(Work instructions): Reproduce the baseball forum thread word for word, in full.

─── Document excerpt ───

14. McCoy Posted: August 27, 2011 at 02:10 AM (#3910046)
It would be nice if this was actually based on pitch F/X instead of simply being a silly junk stat. Something like the story about the Red Sox and choosing between Giambi or Ortiz but using pitch F/X instead of scouting.
15. Tom Nawrocki Posted: August 27, 2011 at 02:51 AM (#3910083)
James has been running this stat at least since last season. It's not really new.
16. Sam M. Posted: August 27, 2011 at 03:07 AM (#3910089)
People who don't believe in "hot hands" are the sorts of people who steal semi trucks in order to smash and grab synthetic vaginas.

I am so in the clear on this one, it's not even funny.
17. PreservedFish Posted: August 27, 2011 at 04:11 AM (#3910110)
As far as I can tell, nobody really believes that hot streak doesn't exist, the quote is more about the ability to predict when the hot streak ends.

This is kind of the friendly way of putting it, the way that tries to avoid shouting matches. (The construction is reminiscent of "clutch hits exist, but not clutch hitters.") But, to be clear, the stathead literature on this states that streaks, cold and hot, are nothing more than statistical aberrations.

─── Dataset content ───

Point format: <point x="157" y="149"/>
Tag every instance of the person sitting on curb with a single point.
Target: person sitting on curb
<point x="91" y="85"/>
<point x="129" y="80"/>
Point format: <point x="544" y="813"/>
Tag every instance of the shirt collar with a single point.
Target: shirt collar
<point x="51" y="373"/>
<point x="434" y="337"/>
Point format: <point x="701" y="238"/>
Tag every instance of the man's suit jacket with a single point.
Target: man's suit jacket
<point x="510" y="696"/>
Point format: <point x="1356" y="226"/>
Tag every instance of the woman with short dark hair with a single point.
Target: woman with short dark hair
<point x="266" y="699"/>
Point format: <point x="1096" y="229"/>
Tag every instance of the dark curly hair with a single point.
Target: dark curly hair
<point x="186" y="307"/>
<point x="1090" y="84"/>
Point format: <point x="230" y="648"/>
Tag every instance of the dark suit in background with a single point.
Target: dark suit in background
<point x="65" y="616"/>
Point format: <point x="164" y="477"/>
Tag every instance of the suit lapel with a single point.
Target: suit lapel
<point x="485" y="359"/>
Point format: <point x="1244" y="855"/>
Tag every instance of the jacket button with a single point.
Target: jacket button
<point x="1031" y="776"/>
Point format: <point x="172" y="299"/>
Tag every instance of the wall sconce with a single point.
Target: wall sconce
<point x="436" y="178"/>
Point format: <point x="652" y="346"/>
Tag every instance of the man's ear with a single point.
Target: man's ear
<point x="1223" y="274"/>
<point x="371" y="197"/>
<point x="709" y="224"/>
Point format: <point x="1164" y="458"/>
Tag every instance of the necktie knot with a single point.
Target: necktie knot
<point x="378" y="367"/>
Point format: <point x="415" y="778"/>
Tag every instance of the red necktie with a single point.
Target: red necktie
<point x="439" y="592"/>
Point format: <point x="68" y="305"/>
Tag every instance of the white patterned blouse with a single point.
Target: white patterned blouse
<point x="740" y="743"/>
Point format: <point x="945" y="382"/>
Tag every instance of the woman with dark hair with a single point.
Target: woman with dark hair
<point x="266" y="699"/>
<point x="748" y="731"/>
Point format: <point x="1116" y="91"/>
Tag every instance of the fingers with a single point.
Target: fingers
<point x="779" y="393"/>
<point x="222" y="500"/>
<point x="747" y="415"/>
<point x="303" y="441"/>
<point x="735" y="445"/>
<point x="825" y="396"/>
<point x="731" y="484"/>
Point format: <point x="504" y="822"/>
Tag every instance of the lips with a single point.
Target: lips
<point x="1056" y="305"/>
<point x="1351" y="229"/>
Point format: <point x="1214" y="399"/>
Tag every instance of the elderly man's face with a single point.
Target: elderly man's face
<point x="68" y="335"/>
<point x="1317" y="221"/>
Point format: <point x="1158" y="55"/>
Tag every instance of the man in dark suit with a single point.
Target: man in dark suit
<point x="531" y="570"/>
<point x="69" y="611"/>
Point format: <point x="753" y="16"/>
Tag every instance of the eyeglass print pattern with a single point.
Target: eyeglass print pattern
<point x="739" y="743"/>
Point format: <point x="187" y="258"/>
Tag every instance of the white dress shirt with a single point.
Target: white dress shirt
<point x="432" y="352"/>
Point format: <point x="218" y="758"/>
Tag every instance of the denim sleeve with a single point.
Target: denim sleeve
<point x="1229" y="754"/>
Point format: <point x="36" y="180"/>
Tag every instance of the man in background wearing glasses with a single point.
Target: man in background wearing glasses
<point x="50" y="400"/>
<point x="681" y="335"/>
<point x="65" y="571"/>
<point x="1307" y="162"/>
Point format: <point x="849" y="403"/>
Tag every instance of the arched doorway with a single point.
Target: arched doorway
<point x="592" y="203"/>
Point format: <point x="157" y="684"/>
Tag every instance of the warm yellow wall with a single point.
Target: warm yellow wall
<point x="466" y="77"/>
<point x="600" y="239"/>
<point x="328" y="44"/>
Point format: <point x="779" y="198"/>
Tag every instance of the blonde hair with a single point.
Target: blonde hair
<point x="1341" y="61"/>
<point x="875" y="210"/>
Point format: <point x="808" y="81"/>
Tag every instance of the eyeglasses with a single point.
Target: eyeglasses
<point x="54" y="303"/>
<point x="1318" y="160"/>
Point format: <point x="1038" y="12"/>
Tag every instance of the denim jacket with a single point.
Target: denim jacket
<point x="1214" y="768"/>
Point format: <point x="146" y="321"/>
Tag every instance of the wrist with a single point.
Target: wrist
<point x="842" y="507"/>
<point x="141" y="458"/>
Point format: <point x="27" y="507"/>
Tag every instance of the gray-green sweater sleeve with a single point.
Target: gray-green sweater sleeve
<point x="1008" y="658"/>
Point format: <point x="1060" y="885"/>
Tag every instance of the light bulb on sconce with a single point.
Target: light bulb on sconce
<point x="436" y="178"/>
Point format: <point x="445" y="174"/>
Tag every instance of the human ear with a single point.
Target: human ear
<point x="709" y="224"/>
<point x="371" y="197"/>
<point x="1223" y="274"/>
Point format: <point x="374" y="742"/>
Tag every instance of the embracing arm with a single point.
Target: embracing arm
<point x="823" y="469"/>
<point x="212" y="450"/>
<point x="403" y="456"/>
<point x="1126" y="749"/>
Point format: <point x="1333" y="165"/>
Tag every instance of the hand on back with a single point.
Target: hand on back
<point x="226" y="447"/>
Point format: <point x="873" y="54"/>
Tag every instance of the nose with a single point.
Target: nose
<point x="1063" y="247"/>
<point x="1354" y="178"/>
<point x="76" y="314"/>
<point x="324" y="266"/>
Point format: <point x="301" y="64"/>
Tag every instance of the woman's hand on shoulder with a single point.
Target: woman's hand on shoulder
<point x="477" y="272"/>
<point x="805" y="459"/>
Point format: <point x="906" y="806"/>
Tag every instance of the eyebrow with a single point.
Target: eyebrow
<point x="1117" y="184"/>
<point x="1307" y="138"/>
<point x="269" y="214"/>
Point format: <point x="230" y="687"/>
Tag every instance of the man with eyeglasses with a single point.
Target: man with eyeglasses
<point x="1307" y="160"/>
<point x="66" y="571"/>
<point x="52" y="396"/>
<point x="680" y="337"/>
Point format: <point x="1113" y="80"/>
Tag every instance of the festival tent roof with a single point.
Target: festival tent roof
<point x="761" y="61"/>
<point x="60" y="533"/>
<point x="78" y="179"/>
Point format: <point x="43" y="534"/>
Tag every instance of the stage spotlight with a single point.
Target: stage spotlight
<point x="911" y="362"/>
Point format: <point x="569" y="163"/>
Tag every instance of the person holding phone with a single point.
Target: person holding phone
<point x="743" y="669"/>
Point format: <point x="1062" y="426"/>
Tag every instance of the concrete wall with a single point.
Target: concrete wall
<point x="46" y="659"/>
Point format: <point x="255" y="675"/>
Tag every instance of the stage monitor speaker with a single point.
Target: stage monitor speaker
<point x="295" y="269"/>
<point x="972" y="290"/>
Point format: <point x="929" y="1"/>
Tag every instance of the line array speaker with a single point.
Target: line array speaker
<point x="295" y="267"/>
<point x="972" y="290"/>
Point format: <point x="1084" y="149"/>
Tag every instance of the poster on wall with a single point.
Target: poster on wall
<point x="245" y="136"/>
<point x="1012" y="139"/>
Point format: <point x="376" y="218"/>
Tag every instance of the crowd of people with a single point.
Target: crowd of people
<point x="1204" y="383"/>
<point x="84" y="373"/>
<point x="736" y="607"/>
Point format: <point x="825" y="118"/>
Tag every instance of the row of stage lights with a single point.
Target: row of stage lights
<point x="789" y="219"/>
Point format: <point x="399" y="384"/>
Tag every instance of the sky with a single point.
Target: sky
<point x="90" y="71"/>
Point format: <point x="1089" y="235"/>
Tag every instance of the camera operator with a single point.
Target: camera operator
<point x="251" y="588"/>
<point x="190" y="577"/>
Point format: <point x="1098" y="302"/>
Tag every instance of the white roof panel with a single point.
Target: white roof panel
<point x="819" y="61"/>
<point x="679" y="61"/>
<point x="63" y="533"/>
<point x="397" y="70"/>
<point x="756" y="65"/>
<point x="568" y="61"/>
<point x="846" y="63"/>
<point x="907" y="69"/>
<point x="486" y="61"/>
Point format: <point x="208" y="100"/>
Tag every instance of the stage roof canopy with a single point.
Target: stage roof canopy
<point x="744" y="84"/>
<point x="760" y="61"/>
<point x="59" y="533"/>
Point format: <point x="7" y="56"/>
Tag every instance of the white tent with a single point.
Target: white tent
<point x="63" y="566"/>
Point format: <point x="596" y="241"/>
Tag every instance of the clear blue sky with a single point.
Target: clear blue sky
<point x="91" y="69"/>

───

(Solution to the problem):
14. McCoy Posted: August 27, 2011 at 02:10 AM (#3910046)
It would be nice if this was actually based on pitch F/X instead of simply being a silly junk stat. Something like the story about the Red Sox and choosing between Giambi or Ortiz but using pitch F/X instead of scouting.
15. Tom Nawrocki Posted: August 27, 2011 at 02:51 AM (#3910083)
James has been running this stat at least since last season. It's not really new.
16. Sam M. Posted: August 27, 2011 at 03:07 AM (#3910089)
People who don't believe in "hot hands" are the sorts of people who steal semi trucks in order to smash and grab synthetic vaginas.

I am so in the clear on this one, it's not even funny.
17. PreservedFish Posted: August 27, 2011 at 04:11 AM (#3910110)
As far as I can tell, nobody really believes that hot streak doesn't exist, the quote is more about the ability to predict when the hot streak ends.

This is kind of the friendly way of putting it, the way that tries to avoid shouting matches. (The construction is reminiscent of "clutch hits exist, but not clutch hitters.") But, to be clear, the stathead literature on this states that streaks, cold and hot, are nothing more than statistical aberrations.